:: THE DATA ::
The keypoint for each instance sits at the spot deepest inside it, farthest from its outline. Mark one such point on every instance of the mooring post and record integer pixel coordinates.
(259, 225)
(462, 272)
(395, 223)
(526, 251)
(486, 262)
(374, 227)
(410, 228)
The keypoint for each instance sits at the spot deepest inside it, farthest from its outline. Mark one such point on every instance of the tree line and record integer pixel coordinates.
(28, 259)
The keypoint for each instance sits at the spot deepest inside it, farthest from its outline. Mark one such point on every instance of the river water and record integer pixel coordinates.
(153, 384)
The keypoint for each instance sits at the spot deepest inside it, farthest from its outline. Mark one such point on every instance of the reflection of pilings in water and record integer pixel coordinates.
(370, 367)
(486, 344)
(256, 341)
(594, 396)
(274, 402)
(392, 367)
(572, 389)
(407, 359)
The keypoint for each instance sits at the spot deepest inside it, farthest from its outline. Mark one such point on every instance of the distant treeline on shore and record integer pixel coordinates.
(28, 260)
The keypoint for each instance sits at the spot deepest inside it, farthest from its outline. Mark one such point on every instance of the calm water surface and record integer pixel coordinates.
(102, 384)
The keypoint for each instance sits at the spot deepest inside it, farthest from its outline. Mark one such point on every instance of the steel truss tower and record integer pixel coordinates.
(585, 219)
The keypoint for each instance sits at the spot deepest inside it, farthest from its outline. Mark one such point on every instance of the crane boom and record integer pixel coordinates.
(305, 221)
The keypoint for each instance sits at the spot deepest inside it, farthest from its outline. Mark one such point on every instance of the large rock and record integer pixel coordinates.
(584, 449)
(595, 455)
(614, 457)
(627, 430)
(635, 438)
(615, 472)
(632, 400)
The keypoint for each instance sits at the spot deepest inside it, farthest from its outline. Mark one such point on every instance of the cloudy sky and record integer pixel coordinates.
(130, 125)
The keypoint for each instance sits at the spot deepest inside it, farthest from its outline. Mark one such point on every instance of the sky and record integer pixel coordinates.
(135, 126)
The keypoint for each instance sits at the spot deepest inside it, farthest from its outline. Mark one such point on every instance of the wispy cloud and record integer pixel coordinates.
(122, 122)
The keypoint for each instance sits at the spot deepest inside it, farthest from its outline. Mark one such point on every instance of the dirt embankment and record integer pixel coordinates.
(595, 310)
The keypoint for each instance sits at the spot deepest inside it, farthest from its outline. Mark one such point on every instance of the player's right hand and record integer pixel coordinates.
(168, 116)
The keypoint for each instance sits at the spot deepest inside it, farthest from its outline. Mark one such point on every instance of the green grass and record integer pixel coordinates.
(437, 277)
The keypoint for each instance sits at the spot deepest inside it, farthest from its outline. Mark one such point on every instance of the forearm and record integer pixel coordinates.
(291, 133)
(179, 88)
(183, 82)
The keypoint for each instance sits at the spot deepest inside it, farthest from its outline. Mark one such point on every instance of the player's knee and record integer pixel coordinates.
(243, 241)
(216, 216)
:::
TASK TO COMPLETE:
Take the records above and return them exactly as written.

RESPONSE:
The keypoint for each instance sits at the spot deepest inside it, farthest from its outline. Mark one such point on every instance of the mooring post and record integer pixel coordinates.
(259, 225)
(462, 272)
(395, 223)
(526, 251)
(486, 262)
(374, 227)
(410, 228)
The keypoint for each instance sits at the spot deepest inside it, farthest from its outline. Mark one such point on every instance of the tree line and record integer pixel coordinates.
(28, 259)
The keypoint for each instance sits at the spot deepest inside it, farthest from its outline. Mark one such point on every instance of the river water and record integer pixel coordinates.
(153, 384)
The keypoint for each instance sits at the spot deepest inside it, farthest from its outline. Mark one such point on every instance of the reflection of pilings in water and record integer pixel coordinates.
(370, 367)
(486, 344)
(256, 341)
(594, 396)
(274, 402)
(392, 367)
(572, 389)
(407, 359)
The keypoint for each instance sits at the spot deepest inside it, farthest from its outline. Mark one such point on every instance of the distant treeline on shore and record integer pixel coordinates.
(28, 260)
The keypoint for each instance sits at the spot deepest inside it, farthest from its outline. Mark one such point on every instance of the calm water surface and record integer pixel coordinates.
(102, 384)
The keypoint for each instance sits at the spot deepest inside it, farthest from its outline. Mark one such point on every instance of the steel truss tower and record integer pixel coordinates.
(585, 219)
The keypoint for each instance sits at the spot deepest inside it, farthest from its outline. Mark one such point on every instance of the crane boom and record integer pixel coordinates.
(305, 221)
The keypoint for each instance sits at the spot deepest inside it, farthest from its outline. Mark one such point on every instance of the large rock and record integer pixel coordinates.
(584, 449)
(595, 455)
(614, 457)
(627, 430)
(635, 438)
(615, 472)
(632, 400)
The keypoint for each instance sits at the spot deepest inside it, farthest from its outline. Mark one such point on every instance of the cloudy sky and record integer pixel coordinates.
(130, 125)
The keypoint for each instance sits at the spot deepest inside it, farthest from its outline. Mark one such point on every instance of the sky and record integer pixel coordinates.
(135, 126)
The keypoint for each instance sits at the spot deepest inside it, farthest from its outline. Mark one such point on every instance of the wispy cloud and record integer pixel coordinates.
(122, 122)
The keypoint for each instance sits at the spot deepest inside it, farthest from its outline. Mark one such point on every instance of the dirt embankment and record integer pixel coordinates.
(595, 310)
The keypoint for each instance sits at the spot deepest inside it, farthest from its outline. Mark one such point on every instance of the player's right hand and record integer pixel coordinates.
(168, 116)
The keypoint for each instance sits at the spot deepest inside it, farthest from its outline. Mark one such point on every instance of the green grass and record integer pixel coordinates.
(437, 277)
The keypoint for each instance sits at the spot deepest inside it, farthest from its outline. Mark one such point on every instance of the forearm and record integer pixel coordinates.
(291, 133)
(179, 88)
(183, 82)
The keypoint for each instance sits at the spot deepest inside it, farthest from its outline. Mark one such point on every instance of the player's knee and record integer pixel coordinates.
(243, 241)
(216, 216)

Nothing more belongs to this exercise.